Oak Park police have received 142 calls as of early Tuesday morning in response to over 25,000 Community Alert fliers. The fliers were passed out early last week identifying a "person of interest" in the June 22 murder of southeast Oak Park resident Peter D'Agostino. While he wouldn't discuss details of any active leads, Chief of Police Rick Tanksley said Thursday that Oak Park detectives have been looking into every tip. Those tips include information about the "person of interest" being sought by police, as well as reported sightings of the car he is believed to be driving.

"We're checking out each one," said Tanksley of the phone tips. He noted one tip in particular that led police to conduct a canvas in the 1300, 1400 and 1500 blocks of South Home Avenue in Berwyn last Wednesday afternoon, though nothing panned out.

Tanksley said that the composite and information was also included in the Chicago Police Department's Daily Bulletin for June 30, making every officer in the 15th and and 25th police districts neighboring Oak Park aware of the man Oak Park police are seeking.

Tanksley also stated there was no connection with a police report of a June 22 incident in which a male juvenile was struck in the face, head and shoulder with a stick while walking his dog between 5:45 and 7:23 p.m. near the corner of Cuyler Avenue and Harvard Street. That report noted that the young man suffered various head and facial injuries, as well as to the neck and chest.

GIVEN EXERCISE:
According to the article about the Oak Park murder investigation, how many calls had police received as of early Tuesday morning?

Extracted data entries:
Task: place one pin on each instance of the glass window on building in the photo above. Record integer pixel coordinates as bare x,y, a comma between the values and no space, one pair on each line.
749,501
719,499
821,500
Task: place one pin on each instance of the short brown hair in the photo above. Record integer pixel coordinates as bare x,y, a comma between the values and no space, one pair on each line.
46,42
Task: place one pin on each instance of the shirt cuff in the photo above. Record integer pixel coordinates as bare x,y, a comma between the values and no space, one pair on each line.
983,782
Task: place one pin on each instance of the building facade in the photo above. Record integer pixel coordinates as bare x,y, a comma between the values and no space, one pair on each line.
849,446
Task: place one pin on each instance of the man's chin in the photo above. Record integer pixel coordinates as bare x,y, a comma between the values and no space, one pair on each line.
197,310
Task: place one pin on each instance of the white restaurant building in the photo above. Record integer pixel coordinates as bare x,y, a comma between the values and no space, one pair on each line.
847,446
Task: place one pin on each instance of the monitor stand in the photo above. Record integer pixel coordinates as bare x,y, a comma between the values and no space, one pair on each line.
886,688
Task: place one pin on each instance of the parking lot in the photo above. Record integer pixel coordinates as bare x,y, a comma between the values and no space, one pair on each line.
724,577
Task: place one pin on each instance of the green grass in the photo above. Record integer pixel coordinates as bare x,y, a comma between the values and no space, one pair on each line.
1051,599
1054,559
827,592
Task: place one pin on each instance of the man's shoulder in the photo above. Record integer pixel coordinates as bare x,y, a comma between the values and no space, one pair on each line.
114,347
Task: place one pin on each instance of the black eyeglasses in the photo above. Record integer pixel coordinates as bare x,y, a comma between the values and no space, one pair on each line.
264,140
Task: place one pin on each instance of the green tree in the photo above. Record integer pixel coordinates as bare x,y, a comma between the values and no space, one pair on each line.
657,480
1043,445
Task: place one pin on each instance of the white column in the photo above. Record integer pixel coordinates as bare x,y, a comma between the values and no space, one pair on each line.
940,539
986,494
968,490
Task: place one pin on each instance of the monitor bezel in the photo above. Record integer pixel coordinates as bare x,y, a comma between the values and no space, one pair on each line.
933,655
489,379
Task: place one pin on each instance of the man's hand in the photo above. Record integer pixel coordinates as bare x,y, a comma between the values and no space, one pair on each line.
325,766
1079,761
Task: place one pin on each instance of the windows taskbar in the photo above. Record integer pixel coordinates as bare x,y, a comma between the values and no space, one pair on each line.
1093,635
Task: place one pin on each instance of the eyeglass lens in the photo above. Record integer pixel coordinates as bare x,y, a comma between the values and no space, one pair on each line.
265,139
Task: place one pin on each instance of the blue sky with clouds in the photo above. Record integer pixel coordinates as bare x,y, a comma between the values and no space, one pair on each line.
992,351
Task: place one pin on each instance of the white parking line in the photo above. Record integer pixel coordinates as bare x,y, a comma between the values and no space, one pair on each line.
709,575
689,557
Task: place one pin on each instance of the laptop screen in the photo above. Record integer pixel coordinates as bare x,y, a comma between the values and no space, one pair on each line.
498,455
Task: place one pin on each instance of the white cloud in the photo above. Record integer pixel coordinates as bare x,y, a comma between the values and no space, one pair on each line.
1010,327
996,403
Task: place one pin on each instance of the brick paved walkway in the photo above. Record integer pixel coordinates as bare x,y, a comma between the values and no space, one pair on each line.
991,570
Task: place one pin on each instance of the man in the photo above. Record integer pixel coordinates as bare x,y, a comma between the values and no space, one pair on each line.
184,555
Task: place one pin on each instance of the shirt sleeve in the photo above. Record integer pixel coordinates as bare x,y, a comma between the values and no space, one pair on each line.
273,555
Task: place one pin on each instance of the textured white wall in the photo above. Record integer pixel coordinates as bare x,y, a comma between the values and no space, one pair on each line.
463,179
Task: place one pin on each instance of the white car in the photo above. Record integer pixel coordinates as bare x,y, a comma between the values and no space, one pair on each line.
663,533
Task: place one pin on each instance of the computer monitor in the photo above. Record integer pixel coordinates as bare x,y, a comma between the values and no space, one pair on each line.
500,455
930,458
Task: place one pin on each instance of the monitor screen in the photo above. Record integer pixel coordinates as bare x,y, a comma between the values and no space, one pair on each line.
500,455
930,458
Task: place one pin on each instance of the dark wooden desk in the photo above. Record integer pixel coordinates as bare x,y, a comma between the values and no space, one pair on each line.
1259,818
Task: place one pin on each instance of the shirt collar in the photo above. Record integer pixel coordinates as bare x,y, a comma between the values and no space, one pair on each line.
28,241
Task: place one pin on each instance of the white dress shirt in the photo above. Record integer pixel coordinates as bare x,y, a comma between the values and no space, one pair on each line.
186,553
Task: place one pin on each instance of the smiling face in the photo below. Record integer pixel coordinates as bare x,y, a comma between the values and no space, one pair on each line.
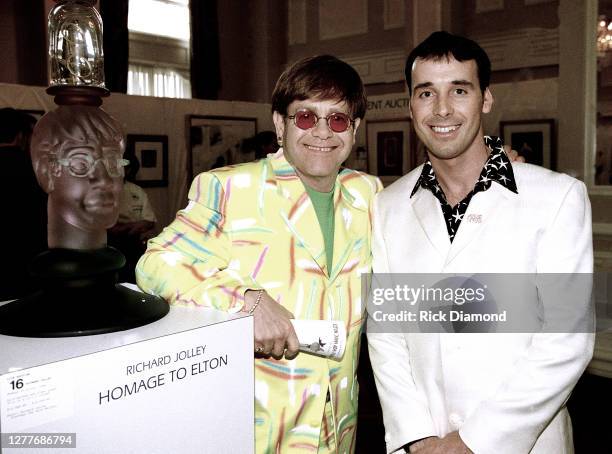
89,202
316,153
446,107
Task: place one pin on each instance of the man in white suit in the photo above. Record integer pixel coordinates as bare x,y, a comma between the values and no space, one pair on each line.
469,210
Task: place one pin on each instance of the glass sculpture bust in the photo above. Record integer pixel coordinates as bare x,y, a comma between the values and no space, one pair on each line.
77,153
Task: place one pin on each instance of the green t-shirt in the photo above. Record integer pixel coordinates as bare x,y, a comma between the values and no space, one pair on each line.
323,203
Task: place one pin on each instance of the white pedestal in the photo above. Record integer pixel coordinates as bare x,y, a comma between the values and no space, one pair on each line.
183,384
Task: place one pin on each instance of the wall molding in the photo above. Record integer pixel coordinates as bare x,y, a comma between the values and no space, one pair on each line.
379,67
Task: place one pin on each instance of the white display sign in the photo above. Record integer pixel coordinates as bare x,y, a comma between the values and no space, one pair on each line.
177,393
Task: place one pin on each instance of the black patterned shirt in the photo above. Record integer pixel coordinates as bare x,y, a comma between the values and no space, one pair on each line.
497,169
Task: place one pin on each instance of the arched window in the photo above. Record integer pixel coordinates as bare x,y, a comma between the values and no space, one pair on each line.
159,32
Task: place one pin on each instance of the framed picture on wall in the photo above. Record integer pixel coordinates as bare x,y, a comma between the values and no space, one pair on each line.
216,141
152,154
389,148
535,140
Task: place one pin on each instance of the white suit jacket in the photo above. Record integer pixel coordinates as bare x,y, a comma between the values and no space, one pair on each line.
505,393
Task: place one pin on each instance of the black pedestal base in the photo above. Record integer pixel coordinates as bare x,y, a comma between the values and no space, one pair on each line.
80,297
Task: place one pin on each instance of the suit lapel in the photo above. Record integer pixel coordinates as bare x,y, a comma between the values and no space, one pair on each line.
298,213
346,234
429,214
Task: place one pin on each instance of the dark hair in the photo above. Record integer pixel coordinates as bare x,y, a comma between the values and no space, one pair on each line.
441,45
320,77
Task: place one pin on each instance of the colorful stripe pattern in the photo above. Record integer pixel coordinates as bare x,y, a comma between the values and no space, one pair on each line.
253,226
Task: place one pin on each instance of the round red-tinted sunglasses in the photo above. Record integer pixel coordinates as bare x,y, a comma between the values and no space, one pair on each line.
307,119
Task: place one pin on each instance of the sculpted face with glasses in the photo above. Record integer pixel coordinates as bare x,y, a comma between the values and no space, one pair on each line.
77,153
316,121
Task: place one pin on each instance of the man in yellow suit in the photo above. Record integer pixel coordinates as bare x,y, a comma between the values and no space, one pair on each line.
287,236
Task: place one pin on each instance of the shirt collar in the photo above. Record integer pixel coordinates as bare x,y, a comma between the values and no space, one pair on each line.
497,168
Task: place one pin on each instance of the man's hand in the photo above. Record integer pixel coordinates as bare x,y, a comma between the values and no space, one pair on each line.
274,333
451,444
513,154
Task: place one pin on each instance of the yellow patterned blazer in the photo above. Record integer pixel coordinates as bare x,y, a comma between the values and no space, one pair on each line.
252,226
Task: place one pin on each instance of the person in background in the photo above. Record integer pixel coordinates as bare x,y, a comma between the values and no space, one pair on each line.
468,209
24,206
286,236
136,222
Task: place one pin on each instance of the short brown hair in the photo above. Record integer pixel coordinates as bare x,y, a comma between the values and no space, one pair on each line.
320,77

WRITTEN ANSWER:
142 calls.